__Task requirements__:
Reproduce the data word for word, starting with the line that contains "Locate the bare" and continuing through the final line of the data, with both of these lines included.
════
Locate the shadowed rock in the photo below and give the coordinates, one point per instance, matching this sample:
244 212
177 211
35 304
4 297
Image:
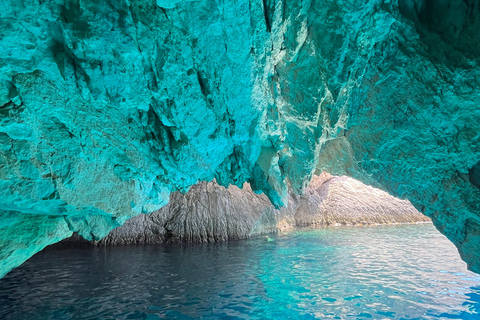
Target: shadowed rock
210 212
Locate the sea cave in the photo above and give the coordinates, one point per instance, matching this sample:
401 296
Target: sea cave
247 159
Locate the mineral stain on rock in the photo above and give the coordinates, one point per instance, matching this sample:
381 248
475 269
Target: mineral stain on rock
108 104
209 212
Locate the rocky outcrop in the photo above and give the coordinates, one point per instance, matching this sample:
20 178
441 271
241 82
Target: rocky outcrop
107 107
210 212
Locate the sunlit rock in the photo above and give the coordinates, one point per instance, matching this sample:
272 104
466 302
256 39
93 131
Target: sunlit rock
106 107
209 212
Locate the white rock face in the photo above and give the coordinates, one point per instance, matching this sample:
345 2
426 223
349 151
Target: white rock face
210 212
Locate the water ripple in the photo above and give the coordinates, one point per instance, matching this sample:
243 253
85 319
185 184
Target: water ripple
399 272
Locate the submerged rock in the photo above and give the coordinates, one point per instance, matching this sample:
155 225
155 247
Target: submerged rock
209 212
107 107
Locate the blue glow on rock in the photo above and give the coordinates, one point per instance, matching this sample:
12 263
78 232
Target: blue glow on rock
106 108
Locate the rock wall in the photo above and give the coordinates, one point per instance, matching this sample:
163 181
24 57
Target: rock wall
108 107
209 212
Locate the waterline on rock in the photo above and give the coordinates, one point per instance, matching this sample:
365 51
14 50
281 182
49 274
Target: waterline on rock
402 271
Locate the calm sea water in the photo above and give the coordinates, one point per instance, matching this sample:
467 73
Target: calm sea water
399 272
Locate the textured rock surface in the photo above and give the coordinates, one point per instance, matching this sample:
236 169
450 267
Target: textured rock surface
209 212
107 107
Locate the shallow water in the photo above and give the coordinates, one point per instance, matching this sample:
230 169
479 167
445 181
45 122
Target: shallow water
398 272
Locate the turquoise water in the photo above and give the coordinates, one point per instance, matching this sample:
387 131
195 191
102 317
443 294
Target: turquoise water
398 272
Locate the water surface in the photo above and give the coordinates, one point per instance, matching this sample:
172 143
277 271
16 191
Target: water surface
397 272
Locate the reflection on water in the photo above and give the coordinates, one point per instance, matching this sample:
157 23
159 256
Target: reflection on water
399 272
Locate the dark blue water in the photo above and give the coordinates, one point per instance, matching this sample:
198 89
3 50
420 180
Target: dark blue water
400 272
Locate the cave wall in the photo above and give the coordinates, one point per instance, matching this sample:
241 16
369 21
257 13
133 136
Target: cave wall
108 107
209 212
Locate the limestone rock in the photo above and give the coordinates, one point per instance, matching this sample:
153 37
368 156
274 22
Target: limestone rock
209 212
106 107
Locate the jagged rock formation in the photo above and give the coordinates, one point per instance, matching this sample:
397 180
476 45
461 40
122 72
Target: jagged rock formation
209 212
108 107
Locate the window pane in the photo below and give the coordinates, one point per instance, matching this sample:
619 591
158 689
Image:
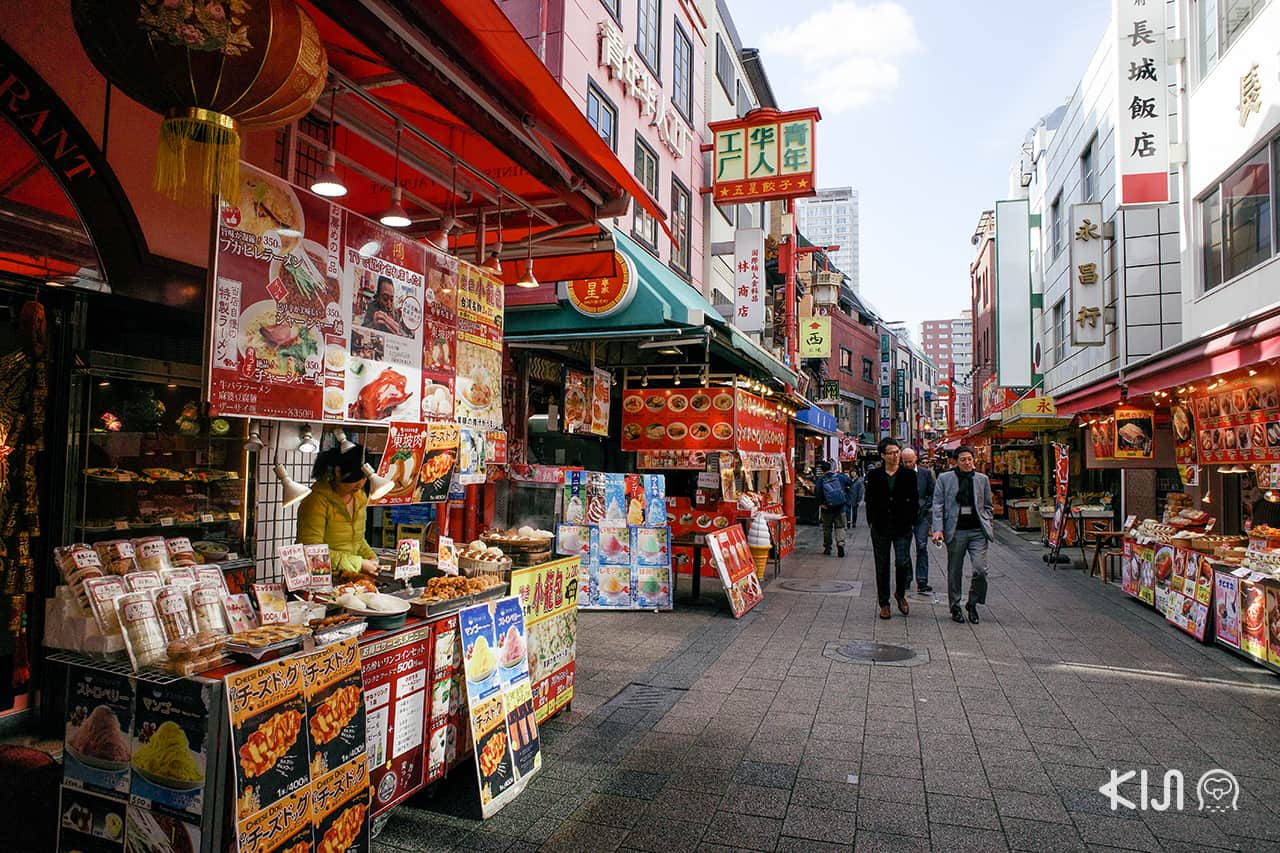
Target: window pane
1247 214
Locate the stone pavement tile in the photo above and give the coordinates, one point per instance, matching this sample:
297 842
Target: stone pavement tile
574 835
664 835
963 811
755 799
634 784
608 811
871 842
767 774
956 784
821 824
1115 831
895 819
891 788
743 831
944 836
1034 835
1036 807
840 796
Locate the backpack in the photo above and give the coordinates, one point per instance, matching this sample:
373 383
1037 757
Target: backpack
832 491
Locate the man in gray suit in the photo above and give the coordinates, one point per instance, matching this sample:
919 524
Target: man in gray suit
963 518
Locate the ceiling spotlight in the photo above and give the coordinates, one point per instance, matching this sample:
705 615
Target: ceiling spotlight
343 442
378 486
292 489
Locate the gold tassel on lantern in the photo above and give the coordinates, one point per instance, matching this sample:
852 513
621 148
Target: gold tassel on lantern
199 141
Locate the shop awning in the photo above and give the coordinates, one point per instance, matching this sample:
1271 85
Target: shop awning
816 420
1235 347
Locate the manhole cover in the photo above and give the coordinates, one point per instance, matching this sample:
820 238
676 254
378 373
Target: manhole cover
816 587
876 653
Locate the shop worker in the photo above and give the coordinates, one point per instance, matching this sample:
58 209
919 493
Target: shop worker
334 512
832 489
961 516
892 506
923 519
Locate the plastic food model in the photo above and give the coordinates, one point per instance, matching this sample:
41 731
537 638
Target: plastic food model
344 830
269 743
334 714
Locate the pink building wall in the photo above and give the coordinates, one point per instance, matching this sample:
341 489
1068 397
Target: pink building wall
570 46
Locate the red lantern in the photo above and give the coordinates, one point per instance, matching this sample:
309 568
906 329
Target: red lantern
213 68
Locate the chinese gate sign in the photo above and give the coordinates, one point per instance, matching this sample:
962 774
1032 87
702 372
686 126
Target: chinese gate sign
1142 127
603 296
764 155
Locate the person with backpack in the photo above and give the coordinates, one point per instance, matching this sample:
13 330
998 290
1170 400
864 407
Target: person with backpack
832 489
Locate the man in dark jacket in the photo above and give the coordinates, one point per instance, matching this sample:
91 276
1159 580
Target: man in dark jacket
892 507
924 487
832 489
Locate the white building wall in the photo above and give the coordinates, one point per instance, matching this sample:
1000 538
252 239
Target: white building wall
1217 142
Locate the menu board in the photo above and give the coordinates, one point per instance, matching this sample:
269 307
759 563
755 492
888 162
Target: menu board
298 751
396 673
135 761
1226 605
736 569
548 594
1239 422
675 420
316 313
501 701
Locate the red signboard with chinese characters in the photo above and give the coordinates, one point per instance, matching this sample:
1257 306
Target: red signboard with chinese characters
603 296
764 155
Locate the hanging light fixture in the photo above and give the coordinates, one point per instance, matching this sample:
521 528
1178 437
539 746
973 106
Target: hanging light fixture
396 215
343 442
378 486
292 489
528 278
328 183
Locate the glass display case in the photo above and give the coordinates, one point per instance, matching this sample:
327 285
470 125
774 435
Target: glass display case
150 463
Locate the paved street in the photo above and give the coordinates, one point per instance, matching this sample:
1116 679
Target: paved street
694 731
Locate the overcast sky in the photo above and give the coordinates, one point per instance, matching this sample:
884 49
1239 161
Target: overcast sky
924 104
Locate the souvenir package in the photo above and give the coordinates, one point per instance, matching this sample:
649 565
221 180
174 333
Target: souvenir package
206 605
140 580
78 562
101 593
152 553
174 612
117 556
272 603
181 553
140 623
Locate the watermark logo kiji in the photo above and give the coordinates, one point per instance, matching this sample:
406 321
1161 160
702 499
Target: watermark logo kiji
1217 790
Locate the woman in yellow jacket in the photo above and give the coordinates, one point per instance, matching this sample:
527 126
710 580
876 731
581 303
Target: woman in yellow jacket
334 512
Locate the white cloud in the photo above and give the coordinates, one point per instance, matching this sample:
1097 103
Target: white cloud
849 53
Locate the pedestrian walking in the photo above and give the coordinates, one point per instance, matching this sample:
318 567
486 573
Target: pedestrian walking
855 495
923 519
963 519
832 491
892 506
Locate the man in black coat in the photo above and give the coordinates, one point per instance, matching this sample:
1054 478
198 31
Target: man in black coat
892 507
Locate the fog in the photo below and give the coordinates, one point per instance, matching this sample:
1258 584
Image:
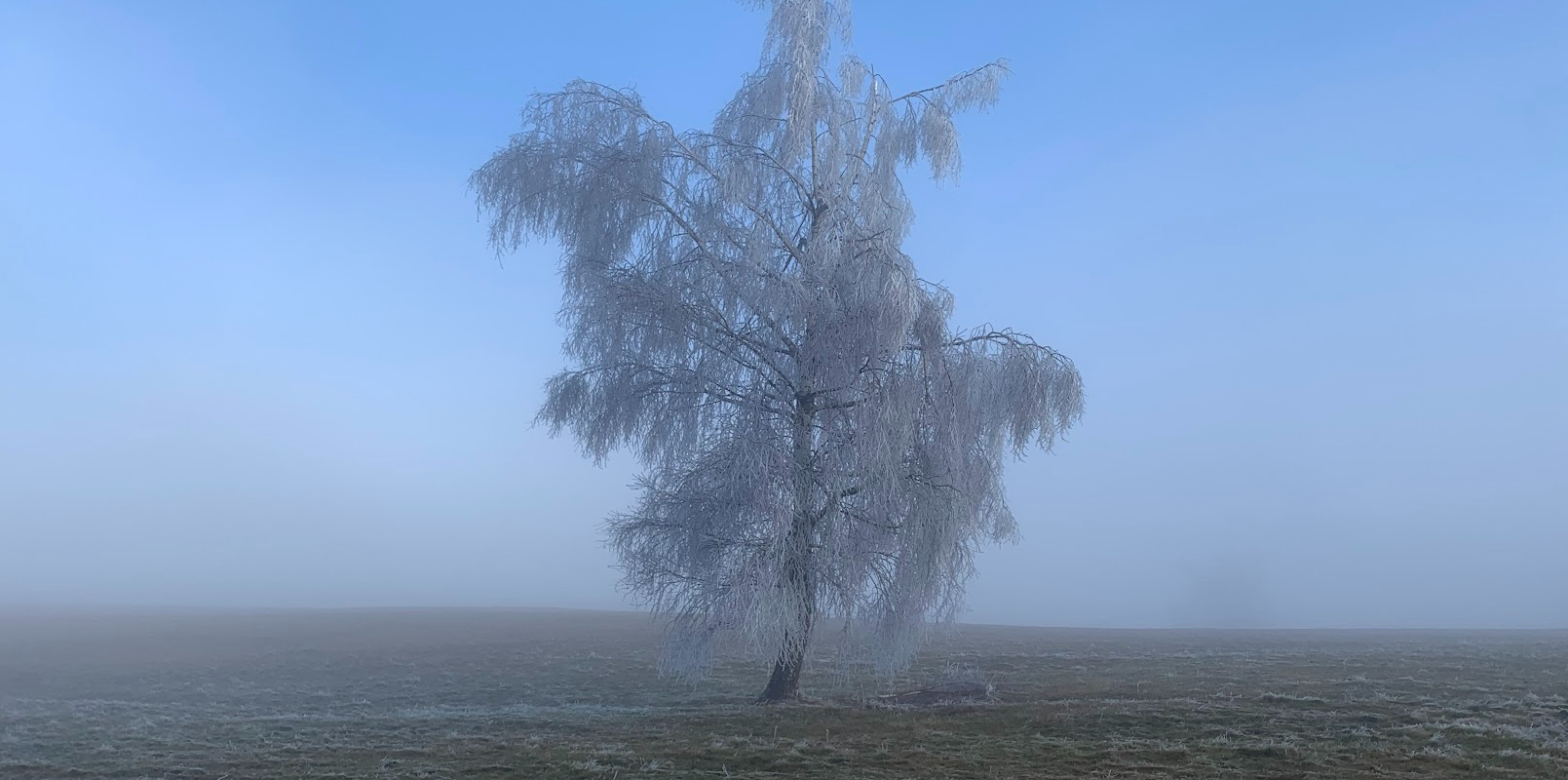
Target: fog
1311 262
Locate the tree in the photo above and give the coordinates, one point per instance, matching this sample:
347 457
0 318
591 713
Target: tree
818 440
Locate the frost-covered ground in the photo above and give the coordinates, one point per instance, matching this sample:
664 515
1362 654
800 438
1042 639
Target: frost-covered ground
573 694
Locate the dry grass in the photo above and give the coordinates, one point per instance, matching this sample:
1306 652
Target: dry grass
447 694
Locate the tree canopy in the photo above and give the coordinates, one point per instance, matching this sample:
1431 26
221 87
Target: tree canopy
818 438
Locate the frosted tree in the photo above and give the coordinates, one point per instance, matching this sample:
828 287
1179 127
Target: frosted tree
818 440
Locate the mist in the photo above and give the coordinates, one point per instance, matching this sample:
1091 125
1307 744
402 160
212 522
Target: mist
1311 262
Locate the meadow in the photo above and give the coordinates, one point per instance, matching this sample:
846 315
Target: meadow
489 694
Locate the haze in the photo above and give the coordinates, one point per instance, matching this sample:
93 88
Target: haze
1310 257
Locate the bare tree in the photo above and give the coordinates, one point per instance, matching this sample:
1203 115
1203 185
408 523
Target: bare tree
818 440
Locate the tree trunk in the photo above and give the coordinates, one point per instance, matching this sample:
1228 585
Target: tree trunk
════
__Answer to this exercise__:
Locate the bare tree in the photo above and give the coordinates, one point per instance, matching this sample:
1203 115
1203 185
408 523
Target: bare tree
818 440
Locate the tree trunk in the photo above and give the coordinates, one point per instance, matching this sample:
1228 585
Target: tree trunk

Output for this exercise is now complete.